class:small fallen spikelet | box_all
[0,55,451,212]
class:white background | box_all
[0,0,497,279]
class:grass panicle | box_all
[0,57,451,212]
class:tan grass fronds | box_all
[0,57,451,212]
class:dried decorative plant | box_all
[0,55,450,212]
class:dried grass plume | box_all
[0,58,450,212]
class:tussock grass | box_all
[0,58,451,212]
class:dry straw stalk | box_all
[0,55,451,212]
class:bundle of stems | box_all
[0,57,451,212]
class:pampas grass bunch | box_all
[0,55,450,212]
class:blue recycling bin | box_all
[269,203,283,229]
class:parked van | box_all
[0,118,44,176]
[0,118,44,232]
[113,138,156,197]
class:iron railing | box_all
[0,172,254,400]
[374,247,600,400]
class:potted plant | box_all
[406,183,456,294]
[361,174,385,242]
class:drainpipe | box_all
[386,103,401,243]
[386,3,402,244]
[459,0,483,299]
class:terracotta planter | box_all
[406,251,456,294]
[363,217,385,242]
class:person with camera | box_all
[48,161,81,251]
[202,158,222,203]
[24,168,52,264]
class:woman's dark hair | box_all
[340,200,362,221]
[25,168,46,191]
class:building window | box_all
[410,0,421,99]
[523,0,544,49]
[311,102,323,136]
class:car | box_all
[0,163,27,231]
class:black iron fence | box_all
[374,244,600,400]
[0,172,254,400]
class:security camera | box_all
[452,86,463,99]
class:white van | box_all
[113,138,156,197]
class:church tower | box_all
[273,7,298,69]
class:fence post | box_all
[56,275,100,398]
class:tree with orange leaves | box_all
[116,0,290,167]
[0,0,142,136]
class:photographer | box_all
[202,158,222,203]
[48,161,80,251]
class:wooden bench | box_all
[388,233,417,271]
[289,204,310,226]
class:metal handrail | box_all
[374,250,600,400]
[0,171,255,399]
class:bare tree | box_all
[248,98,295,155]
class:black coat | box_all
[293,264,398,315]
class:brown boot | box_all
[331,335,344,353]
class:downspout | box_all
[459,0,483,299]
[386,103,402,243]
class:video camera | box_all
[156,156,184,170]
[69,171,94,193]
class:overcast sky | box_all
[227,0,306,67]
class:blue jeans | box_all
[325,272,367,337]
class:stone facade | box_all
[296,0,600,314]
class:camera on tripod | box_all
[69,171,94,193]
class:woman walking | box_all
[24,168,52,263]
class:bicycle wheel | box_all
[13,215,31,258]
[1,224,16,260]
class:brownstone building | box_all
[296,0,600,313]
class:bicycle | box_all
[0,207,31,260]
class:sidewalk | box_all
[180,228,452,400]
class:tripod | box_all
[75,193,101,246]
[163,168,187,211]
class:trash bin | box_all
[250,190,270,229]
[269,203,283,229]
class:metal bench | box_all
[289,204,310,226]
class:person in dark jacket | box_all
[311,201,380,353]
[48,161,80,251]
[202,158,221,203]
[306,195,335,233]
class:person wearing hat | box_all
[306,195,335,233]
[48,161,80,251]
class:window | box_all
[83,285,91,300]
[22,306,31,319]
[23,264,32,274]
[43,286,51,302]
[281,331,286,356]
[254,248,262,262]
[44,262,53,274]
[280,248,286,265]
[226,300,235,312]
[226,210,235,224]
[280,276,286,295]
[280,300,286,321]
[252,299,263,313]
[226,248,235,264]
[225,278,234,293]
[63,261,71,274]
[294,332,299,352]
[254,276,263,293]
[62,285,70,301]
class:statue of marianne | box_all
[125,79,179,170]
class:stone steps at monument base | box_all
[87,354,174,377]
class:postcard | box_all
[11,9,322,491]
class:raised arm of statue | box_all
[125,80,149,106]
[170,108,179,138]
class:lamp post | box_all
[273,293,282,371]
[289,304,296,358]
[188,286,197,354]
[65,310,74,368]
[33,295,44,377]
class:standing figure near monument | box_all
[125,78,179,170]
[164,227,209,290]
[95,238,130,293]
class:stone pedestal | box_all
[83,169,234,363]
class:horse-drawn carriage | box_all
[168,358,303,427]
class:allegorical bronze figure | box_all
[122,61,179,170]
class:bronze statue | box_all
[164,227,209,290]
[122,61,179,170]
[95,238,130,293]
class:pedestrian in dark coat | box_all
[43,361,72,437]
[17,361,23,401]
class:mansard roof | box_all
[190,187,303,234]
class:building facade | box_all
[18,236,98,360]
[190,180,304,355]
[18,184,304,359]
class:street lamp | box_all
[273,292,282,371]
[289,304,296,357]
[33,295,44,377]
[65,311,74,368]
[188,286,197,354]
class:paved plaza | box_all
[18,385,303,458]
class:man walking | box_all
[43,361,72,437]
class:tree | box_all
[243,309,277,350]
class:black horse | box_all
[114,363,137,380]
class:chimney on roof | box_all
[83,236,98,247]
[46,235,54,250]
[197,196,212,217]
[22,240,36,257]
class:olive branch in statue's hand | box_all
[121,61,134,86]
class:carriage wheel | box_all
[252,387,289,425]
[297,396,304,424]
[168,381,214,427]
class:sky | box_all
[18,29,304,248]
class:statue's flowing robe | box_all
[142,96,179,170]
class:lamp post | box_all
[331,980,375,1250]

* * *

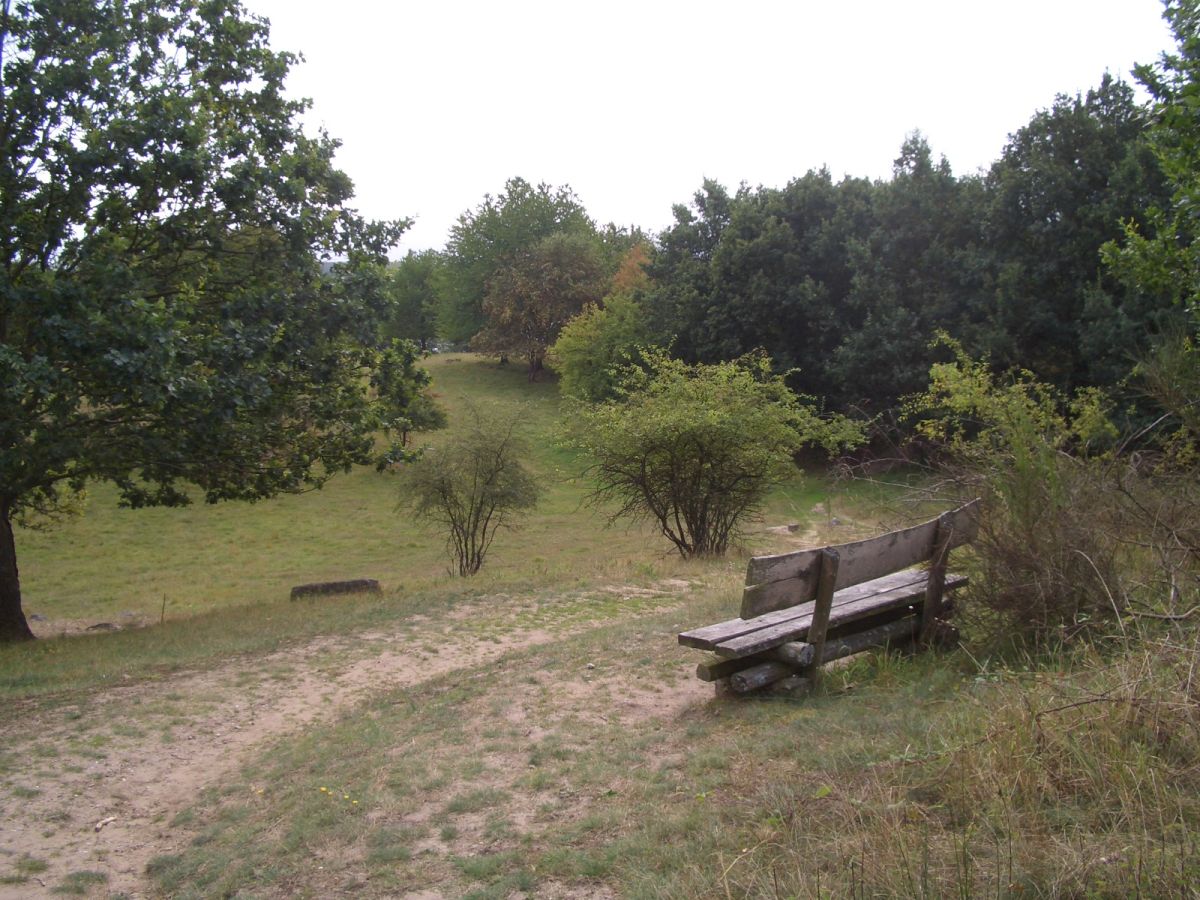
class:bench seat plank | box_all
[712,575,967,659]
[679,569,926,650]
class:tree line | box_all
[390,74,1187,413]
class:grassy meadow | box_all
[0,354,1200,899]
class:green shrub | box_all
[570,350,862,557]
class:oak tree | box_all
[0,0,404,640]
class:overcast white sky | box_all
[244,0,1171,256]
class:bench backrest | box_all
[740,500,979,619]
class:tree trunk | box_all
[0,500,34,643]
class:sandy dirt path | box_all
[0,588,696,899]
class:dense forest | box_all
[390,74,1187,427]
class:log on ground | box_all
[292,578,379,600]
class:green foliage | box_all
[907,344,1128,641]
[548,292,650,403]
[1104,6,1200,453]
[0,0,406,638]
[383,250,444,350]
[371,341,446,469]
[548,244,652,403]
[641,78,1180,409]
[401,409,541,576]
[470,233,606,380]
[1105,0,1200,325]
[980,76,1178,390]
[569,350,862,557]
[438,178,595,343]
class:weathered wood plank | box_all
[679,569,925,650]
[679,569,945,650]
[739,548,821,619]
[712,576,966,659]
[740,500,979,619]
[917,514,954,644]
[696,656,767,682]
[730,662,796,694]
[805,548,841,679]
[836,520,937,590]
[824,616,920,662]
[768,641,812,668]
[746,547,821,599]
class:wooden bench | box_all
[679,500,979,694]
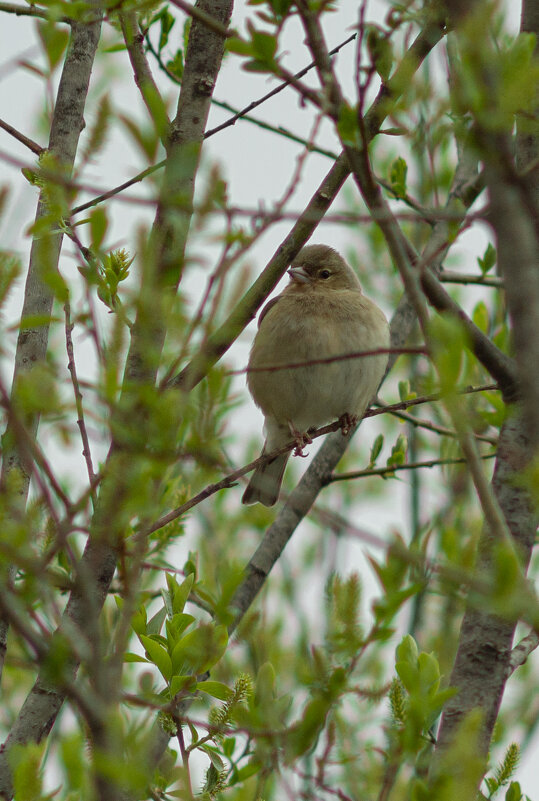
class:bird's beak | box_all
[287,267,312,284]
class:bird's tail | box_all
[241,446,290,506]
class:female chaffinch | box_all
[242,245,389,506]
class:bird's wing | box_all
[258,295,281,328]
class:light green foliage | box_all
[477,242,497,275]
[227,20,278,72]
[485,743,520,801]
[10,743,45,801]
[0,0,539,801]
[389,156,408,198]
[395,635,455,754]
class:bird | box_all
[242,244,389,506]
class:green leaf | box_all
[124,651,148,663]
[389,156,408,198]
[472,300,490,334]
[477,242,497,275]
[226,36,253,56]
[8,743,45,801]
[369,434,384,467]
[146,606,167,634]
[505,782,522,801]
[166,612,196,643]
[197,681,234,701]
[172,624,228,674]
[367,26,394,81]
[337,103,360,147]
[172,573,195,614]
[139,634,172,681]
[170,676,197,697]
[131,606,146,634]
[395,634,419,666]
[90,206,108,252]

SET PROBLEM:
Transcribe the records word for word, from the line that contains "class:bench backrest | box_all" through the line that contains "[242,244,389,506]", including both of those lines. Leave the pictures out of your answer.

RESPONSE BELOW:
class:bench backrest | box_all
[740,500,979,619]
class:tree trunk | box_all
[0,500,34,643]
class:sandy dirt path | box_all
[0,588,696,899]
class:dense forest | box_all
[390,74,1187,427]
class:log on ground | box_all
[292,578,379,600]
class:green foliage | box_all
[907,344,1128,641]
[548,292,650,403]
[1104,6,1200,453]
[0,0,406,638]
[383,250,444,350]
[371,341,446,469]
[548,244,652,403]
[641,78,1180,409]
[401,409,541,576]
[470,233,606,380]
[1105,0,1200,325]
[980,76,1178,390]
[569,350,862,557]
[438,178,595,343]
class:weathered wood plank | box_all
[679,569,925,650]
[679,569,945,650]
[739,548,821,619]
[712,576,966,659]
[740,500,979,619]
[917,514,954,644]
[696,656,767,682]
[730,662,796,694]
[805,548,841,679]
[836,520,937,590]
[824,616,920,662]
[768,641,812,668]
[746,547,821,599]
class:wooden bench | box_all
[679,500,979,694]
class:bird's beak | box_all
[287,267,312,284]
class:bird's tail | box_all
[241,446,290,506]
class:female chaffinch | box_all
[242,245,389,506]
class:bird's wing | box_all
[258,295,281,328]
class:light green foliage | box_all
[477,242,497,275]
[227,20,278,72]
[485,743,520,801]
[10,743,45,801]
[0,0,539,801]
[389,156,408,198]
[395,635,455,754]
class:bird | box_all
[242,244,389,506]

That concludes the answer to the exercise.